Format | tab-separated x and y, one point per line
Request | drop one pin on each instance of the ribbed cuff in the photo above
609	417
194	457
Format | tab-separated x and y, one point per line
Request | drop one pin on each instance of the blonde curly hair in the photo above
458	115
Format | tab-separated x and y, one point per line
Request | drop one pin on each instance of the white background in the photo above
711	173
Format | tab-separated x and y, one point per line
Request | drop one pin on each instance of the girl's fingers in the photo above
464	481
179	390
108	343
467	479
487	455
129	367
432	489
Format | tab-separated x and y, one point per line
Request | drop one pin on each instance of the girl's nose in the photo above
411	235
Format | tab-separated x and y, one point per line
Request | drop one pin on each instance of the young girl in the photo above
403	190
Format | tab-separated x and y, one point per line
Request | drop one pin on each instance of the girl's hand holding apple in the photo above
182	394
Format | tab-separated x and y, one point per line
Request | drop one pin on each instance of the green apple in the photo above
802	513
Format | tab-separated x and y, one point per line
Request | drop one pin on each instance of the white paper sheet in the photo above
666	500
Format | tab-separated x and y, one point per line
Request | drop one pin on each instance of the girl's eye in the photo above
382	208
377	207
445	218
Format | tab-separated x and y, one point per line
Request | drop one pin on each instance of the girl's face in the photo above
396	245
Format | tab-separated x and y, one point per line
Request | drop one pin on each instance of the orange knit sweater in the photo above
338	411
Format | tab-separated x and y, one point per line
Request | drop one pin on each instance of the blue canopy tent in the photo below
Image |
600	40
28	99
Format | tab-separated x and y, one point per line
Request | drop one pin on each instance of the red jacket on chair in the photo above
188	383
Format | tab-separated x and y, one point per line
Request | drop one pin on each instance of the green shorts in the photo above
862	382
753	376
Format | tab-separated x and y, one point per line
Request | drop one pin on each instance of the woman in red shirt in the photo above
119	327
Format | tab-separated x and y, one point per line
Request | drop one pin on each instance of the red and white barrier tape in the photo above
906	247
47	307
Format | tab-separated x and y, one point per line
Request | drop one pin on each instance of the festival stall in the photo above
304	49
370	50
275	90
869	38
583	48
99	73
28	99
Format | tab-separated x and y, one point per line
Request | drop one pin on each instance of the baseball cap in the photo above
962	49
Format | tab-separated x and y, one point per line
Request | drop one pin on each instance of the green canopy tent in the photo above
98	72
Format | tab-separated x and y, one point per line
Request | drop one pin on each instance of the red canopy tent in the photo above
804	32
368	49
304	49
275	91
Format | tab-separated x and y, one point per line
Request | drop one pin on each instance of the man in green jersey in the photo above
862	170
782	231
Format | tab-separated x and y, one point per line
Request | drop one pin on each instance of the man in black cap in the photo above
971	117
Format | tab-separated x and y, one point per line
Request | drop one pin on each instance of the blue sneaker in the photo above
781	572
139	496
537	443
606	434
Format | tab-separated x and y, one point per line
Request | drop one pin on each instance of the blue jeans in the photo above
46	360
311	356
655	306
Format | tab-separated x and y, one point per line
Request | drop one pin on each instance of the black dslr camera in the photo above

════════

→ Problem statement
Produce an exact copy of the whole listing.

→ Task output
Format | tab-separated x and y, one point per line
Request | drop one pin on each instance of the ribbed cuff in the photo above
609	417
194	457
Format | tab-separated x and y, one point per line
Request | drop one pin on each instance of the blonde curly hair in the photo above
458	115
Format | tab-separated x and y, one point per line
Request | drop one pin on each instance of the white background in the photo above
711	173
Format | tab-separated x and y, one point per line
Request | drop one pin on each instance of the girl's fingers in the photo above
464	481
179	390
108	343
467	479
487	455
129	367
432	489
Format | tab-separated x and y, one point per line
Request | drop one pin on each instance of the girl's nose in the photo above
411	235
Format | tab-separated x and y, one point per line
Request | drop one pin on each instance of the young girl in the photo above
403	190
Format | tab-separated x and y, one point per line
Request | drop one pin on each instance of the girl's hand holding apple in the photo above
182	394
Format | tab-separated x and y, one point per line
Request | drop one pin on each instance of the green apple in the photo above
802	513
Format | tab-separated x and y, one point per line
Request | drop one pin on each instance of the white paper sheet in the photo above
666	500
Format | tab-separated x and y, one point per line
Request | drop one pin on each instance of the girl's eye in the photo above
382	208
377	207
445	218
Format | tab-separated x and y, one point per line
Request | drop one pin on each instance of the girl's face in the photo above
396	245
Format | tab-separated x and y, one point per line
Request | drop one pin on each instance of the orange knit sweater in the photo above
338	411
Format | tab-separated x and y, one point per line
Request | drop one pin on each instance of the blue canopy tent in the photo below
Image |
600	40
28	99
Format | tab-separated x and y, one point per line
Request | drop one pin on each instance of the red jacket on chair in the photo above
188	383
Format | tab-separated x and y, one point per line
Request | drop one pin on each instance of the green shorts in the photo above
862	382
753	376
Format | tab-separated x and y, one point per line
Request | drop one pin on each instance of the woman in red shirt in the photo above
119	327
Format | tab-separated x and y, one point per line
Request | drop one pin on each instance of the red and white barrier tape in the photo above
906	247
47	307
Format | tab-separated x and y, one point per line
Request | drop one pin on each instance of the festival stall in the photo above
304	49
370	50
275	90
869	38
583	48
99	73
28	99
Format | tab-separated x and y, one point per line
Request | drop one pin on each instance of the baseball cap in the photo above
962	49
Format | tab-separated x and y, one point per line
Request | drop one pin on each instance of the green canopy tent in the photo above
98	72
Format | tab-separated x and y, one point per line
Request | drop one pin on each instance of the red canopy tent in the photo above
804	32
368	49
304	49
275	91
Format | tab-separated x and y, one point per line
Request | drop one pin on each instance of the man in green jersey in the photo above
862	170
782	231
Format | tab-separated x and y, one point per line
Request | drop one pin on each instance of the man in black cap in the photo above
971	117
Format | tab-separated x and y, one point per line
Request | drop one pin on each instance of the blue sneaker in the photo above
781	572
139	496
537	443
606	434
Format | tab-separated x and y, one point per line
Request | drop one pin on each instance of the blue jeans in the photo above
46	360
311	356
655	306
Format | tab-separated x and y, one point per line
Request | drop one pin on each instance of the black dslr camera in the photo above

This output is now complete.